■ Exercice proposé a ■
Répondez à ces questions sur l'extrait à lire :
(i) De quelle couleur étaient les meubles de patio il y a quelques années ?
(ii) Quel arbuste est caractérisé par la couleur pourpre évoquée dans l'extrait à lire ?
(iii) Selon l'extrait à lire, quel effet la coloration rouge a-t-elle sur les plantes ?

■ Extrait à lire ■
—————

N’êtes-vous pas un peu tanné du vert? Quand on regarde dehors, tout est toujours vert: le gazon, les arbustes, les arbres, même les meubles de patio, qui étaient d’un blanc brillant il y a quelques années, se sont métamorphosés en vert foncé. C’est bien, mais… ça manque un peu de personnalité.

Personnellement, je rêve d’un aménagement entièrement rouge.

Un aménagement complètement rouge

Pas rouge pompier (il existe des fleurs de cette couleur, mais des feuilles, c’est plutôt rare), bien sûr (ça serait bien trop beau). Plutôt la couleur pourpre qui caractérise le prunier pourpre des sables et que les horticulteurs qualifient de «rouge», de «pourpré» ou même de «bronze» (bronze? Je ne sais pas qui a utilisé ce terme pour la première fois, mais il devait être daltonien!).

Panicum virgatum ‘Blood Brothers’ Photo: Julie Boudreau

D’abord, un aménagement en rouge ouvrirait la porte à toutes sortes de combinaisons nouvelles. Actuellement, dans les jardins, le vert dirige, sans qu’on le remarque trop, nos choix de couleurs. D’accord, les couleurs des fleurs dans une plate-bande doivent bien se marier entre elles, mais, d’abord et avant tout, elles doivent non seulement se coordonner avec le vert du feuillage, mais aussi trancher avec cette couleur de base. Quand avez-vous vu une belle fleur verte pour la dernière fois? Pourtant, il y en a, et si toutes les feuilles étaient d’un rouge horticole, vous les verriez bien… mais je ne suis pas certain que les très populaires teintes de bleu seraient aussi prisées: il me semble qu’elles ne vont pas avec le pourpré.

Le rouge horticole

Je tiens tout de suite à souligner que les plantes elles-mêmes ne souffriraient pas de ce changement de couleur. Le rouge horticole se composerait tout simplement d’un fond de vert, provenant de la chlorophylle dont toutes les plantes ont besoin pour vivre, et de pigments rouges naturellement présents dans les plantes, mais en quantité accrue. Si une plante a un feuillage qui paraît vert, c’est que c’est la chlorophylle qui prédomine. Par contre, si elle nous paraît pourprée, c’est que les pigments rouges sont en plus grand nombre. Toutes les plantes ont divers pigments rouges, car cette coloration agit comme une crème anti-UV et les empêche de brûler au soleil. Ce rouge, d’ailleurs, refait surface à l’automne quand la chlorophylle se désintègre. Il suffit de développer des plantes où cette pigmentation domine le vert, voilà tout.

Penstémon ‘Husker Red’. Photo: PlantMaster

Nuisible?

—————

■ Lignes de données ■
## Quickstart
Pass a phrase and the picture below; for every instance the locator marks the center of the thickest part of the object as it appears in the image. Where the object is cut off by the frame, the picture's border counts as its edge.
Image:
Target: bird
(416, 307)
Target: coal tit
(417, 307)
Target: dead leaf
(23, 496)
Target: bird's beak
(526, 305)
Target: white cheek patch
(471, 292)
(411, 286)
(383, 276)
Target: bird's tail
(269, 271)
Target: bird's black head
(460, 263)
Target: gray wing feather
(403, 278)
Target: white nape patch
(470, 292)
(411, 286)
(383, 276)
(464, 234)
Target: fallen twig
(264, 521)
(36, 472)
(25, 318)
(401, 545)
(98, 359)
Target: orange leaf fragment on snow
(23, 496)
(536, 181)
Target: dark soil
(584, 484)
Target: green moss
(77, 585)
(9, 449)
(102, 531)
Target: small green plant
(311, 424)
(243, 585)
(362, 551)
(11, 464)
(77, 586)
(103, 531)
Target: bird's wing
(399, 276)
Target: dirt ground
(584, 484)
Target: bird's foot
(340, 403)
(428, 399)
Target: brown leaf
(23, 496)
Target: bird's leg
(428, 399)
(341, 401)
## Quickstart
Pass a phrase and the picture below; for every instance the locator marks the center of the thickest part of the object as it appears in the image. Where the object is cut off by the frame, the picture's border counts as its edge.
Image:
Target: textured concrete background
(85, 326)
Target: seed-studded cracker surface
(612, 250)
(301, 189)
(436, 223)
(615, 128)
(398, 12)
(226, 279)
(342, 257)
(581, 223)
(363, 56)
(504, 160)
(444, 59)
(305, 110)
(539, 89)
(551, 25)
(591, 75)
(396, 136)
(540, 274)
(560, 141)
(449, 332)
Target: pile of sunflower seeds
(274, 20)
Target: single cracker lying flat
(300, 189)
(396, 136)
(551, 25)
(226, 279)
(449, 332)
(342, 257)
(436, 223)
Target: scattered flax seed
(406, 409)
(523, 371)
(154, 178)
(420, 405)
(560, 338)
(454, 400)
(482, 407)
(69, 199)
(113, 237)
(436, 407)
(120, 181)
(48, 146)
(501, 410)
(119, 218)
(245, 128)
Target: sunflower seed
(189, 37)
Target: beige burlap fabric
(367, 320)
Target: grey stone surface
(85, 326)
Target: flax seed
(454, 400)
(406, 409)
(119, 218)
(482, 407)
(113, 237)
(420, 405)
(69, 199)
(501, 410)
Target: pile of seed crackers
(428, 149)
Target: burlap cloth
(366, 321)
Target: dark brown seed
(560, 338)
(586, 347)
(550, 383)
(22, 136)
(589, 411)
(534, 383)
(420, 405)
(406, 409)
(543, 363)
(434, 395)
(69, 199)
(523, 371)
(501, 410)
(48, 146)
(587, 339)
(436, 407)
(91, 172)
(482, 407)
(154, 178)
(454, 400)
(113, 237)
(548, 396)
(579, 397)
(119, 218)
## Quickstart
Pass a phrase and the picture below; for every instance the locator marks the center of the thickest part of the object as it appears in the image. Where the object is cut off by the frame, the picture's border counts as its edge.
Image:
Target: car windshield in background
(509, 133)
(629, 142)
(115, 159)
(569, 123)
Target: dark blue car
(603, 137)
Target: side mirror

—————

■ Exercice proposé b ■
Réécrivez les lignes de données comprises entre la ligne contenant « Target: beige burlap fabric » et la fin de ces lignes, bornes incluses, en remplaçant « burlap » par « jute » et en laissant tout le reste intact.

■ Bonne réponse a ■
(i) D'un blanc brillant.
(ii) Le prunier pourpre des sables.
(iii) Elle agit comme une crème anti-UV et les empêche de brûler au soleil.

■ Bonne réponse b ■
Target: beige jute fabric
(367, 320)
Target: grey stone surface
(85, 326)
Target: flax seed
(454, 400)
(406, 409)
(119, 218)
(482, 407)
(113, 237)
(420, 405)
(69, 199)
(501, 410)
Target: pile of seed crackers
(428, 149)
Target: jute cloth
(366, 321)
Target: dark brown seed
(560, 338)
(586, 347)
(550, 383)
(22, 136)
(589, 411)
(534, 383)
(420, 405)
(406, 409)
(543, 363)
(434, 395)
(69, 199)
(523, 371)
(501, 410)
(48, 146)
(587, 339)
(436, 407)
(91, 172)
(482, 407)
(154, 178)
(454, 400)
(113, 237)
(548, 396)
(579, 397)
(119, 218)
## Quickstart
Pass a phrase and the picture below; for every instance the locator marks the center of the thickest part of the object as it appears in the image. Where the object is cut off by the frame, the picture's border counts as its edge.
Image:
Target: car windshield in background
(509, 133)
(629, 142)
(115, 159)
(569, 123)
Target: dark blue car
(603, 137)
Target: side mirror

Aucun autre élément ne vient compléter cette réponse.